**What you will do:** Reproduce, character for character, the stretch of the records below from the line containing "of the wall-mounted" through the line containing "Target: wall-mounted switch", and output nothing else.

* * *

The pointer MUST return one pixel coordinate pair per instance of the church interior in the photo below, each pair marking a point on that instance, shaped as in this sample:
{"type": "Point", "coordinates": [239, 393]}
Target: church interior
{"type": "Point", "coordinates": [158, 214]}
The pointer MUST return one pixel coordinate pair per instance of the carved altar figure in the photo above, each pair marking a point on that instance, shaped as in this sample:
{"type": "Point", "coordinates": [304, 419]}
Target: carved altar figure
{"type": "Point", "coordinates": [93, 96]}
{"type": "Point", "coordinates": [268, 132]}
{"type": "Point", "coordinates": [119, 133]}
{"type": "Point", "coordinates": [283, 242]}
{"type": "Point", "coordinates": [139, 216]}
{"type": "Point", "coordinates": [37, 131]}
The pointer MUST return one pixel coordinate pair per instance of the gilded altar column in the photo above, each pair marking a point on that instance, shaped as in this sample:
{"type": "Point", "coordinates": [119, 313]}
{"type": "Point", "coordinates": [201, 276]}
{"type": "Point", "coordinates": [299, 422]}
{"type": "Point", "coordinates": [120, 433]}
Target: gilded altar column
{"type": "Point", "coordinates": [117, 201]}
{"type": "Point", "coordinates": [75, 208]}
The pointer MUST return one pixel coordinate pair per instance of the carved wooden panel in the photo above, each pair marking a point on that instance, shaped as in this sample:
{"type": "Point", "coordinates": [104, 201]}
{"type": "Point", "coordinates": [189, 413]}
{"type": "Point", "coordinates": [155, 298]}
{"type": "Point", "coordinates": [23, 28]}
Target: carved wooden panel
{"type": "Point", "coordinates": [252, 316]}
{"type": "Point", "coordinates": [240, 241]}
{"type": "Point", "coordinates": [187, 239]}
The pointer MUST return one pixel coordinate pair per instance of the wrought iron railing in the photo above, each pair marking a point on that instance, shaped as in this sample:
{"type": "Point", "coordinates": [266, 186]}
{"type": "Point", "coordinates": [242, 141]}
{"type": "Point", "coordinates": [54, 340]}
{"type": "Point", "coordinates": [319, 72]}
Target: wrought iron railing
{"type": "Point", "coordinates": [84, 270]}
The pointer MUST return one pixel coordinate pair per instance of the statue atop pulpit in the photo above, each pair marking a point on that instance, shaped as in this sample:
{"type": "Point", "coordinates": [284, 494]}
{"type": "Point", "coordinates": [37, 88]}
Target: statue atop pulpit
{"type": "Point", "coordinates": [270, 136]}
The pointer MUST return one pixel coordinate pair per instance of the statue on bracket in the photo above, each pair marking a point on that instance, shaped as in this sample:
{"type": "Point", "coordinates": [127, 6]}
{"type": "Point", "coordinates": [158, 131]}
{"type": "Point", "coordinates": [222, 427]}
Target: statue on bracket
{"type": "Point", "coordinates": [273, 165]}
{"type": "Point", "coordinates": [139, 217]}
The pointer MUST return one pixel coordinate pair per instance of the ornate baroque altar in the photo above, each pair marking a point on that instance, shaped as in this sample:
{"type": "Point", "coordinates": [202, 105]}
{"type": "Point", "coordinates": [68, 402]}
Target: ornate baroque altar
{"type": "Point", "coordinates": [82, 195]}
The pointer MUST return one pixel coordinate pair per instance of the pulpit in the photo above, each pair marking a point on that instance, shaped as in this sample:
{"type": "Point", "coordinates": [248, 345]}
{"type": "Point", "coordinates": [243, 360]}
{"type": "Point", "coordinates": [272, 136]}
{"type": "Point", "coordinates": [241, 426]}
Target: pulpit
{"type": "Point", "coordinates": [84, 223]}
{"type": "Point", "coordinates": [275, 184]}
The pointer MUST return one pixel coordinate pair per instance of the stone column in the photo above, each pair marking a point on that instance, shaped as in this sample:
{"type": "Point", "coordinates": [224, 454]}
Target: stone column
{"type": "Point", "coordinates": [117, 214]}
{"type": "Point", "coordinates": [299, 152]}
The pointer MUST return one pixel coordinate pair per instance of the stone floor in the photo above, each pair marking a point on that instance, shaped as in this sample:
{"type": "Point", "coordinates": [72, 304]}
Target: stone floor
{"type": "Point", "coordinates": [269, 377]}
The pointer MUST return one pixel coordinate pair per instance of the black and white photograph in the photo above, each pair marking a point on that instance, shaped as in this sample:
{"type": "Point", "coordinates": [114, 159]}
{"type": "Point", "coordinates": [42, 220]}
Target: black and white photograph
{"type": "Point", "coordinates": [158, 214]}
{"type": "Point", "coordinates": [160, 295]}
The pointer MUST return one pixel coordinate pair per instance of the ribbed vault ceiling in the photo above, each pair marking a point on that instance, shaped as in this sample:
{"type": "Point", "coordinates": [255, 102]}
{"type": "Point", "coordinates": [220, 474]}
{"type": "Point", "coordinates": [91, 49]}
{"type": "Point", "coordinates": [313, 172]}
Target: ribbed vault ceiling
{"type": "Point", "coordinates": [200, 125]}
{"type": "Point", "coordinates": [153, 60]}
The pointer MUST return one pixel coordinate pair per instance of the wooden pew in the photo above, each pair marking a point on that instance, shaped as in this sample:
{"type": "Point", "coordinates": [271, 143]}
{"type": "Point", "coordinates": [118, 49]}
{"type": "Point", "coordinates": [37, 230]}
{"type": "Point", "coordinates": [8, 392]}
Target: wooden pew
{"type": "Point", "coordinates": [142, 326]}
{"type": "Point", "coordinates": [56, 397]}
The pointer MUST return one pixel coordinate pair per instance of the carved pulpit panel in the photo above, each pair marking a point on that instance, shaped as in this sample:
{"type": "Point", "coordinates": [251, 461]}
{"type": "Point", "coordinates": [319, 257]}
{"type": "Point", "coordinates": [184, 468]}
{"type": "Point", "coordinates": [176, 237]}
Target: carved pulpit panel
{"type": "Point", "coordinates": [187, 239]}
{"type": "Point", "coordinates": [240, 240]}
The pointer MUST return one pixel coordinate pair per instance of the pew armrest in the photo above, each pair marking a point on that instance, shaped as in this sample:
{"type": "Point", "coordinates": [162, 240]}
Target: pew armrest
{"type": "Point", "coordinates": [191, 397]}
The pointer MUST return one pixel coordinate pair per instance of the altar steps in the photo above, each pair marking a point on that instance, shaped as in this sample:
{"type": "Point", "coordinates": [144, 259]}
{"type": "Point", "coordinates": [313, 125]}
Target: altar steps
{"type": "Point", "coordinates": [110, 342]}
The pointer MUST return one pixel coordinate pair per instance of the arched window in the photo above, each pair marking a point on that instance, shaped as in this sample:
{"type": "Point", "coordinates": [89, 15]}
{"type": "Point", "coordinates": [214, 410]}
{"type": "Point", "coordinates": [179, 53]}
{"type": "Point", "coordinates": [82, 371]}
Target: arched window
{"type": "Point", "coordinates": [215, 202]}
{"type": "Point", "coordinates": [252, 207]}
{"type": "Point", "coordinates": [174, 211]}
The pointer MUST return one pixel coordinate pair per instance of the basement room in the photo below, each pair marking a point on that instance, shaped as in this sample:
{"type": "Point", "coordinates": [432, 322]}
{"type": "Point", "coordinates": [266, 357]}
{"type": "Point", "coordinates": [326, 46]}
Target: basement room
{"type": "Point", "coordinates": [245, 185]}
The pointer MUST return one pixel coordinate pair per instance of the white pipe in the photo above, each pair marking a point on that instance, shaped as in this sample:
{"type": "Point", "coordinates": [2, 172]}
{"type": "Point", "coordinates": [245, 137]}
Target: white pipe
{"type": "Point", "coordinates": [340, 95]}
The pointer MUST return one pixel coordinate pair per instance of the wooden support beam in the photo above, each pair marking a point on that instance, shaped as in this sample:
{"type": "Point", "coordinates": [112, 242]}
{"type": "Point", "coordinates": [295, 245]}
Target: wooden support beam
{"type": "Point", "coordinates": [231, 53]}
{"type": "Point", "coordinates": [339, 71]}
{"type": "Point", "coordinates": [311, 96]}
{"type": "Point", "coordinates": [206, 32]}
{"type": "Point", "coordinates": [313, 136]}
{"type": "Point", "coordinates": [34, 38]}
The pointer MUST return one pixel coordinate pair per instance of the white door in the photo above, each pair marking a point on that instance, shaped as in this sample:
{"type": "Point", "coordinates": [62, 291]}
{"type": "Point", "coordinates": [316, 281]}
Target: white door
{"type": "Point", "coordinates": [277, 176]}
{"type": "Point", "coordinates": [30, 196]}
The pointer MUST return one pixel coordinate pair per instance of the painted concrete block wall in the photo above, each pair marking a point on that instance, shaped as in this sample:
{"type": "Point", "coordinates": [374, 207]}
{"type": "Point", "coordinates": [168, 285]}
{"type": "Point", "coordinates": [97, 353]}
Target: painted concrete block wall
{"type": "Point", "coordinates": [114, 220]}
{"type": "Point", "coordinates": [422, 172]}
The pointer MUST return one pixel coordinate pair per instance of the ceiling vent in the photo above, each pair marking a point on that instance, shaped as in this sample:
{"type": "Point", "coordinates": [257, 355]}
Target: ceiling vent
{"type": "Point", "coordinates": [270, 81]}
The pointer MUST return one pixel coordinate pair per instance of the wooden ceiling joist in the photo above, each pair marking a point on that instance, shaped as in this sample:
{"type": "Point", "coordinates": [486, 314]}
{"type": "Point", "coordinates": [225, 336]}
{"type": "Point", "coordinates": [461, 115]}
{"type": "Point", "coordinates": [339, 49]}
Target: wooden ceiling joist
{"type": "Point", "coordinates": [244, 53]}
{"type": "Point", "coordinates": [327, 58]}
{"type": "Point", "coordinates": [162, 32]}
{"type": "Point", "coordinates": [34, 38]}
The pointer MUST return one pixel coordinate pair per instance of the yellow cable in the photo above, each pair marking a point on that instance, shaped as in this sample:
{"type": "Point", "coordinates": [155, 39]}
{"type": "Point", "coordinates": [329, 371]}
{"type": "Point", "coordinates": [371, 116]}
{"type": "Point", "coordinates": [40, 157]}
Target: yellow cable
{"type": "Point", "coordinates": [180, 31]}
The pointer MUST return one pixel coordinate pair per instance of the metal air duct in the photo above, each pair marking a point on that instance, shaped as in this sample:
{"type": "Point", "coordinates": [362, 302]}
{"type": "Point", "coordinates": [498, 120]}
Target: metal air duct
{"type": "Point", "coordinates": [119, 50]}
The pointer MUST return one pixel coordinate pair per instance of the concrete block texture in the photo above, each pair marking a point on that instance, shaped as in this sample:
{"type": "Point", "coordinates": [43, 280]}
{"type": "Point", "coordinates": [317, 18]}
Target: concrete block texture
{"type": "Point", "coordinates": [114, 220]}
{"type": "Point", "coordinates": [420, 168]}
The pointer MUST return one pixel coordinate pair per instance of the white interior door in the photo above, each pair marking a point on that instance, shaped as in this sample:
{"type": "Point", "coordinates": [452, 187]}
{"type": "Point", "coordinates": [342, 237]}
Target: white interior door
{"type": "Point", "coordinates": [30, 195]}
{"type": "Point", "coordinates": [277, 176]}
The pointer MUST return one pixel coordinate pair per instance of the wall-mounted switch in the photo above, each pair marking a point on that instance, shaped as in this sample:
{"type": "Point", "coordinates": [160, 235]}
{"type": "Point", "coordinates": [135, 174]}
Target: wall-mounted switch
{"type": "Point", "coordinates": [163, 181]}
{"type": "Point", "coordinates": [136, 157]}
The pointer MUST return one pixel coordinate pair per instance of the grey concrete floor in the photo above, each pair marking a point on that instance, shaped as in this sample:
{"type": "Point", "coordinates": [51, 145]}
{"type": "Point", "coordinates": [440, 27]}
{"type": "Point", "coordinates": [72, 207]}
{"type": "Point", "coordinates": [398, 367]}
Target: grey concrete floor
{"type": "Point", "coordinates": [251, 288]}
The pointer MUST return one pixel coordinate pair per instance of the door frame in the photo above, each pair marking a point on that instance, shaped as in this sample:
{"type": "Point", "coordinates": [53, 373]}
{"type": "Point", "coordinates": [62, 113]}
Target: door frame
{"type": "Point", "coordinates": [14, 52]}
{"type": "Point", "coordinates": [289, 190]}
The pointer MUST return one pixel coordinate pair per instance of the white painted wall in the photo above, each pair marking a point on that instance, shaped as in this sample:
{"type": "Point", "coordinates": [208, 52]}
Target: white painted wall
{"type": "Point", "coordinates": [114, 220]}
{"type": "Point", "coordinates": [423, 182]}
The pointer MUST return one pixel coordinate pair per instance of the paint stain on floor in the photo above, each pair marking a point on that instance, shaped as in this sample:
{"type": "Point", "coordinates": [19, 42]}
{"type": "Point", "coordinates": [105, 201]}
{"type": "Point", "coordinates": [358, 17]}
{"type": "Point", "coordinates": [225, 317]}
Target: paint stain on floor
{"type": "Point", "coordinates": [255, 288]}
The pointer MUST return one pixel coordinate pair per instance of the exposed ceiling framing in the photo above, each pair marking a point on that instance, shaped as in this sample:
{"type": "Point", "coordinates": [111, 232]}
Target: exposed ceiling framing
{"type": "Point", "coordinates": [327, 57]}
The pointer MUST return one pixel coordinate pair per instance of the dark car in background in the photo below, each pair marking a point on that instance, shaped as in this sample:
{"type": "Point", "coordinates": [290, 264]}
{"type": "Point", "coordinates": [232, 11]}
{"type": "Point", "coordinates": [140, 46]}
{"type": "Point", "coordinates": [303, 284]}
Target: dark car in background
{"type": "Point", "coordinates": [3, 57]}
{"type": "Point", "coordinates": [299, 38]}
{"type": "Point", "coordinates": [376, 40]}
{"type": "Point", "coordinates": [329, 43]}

* * *

**Exercise response:**
The pointer MUST return one pixel coordinate pair per instance of the wall-mounted switch in the photo above, each pair marking a point on that instance, shaped as in this sample:
{"type": "Point", "coordinates": [160, 235]}
{"type": "Point", "coordinates": [135, 174]}
Target: wall-mounted switch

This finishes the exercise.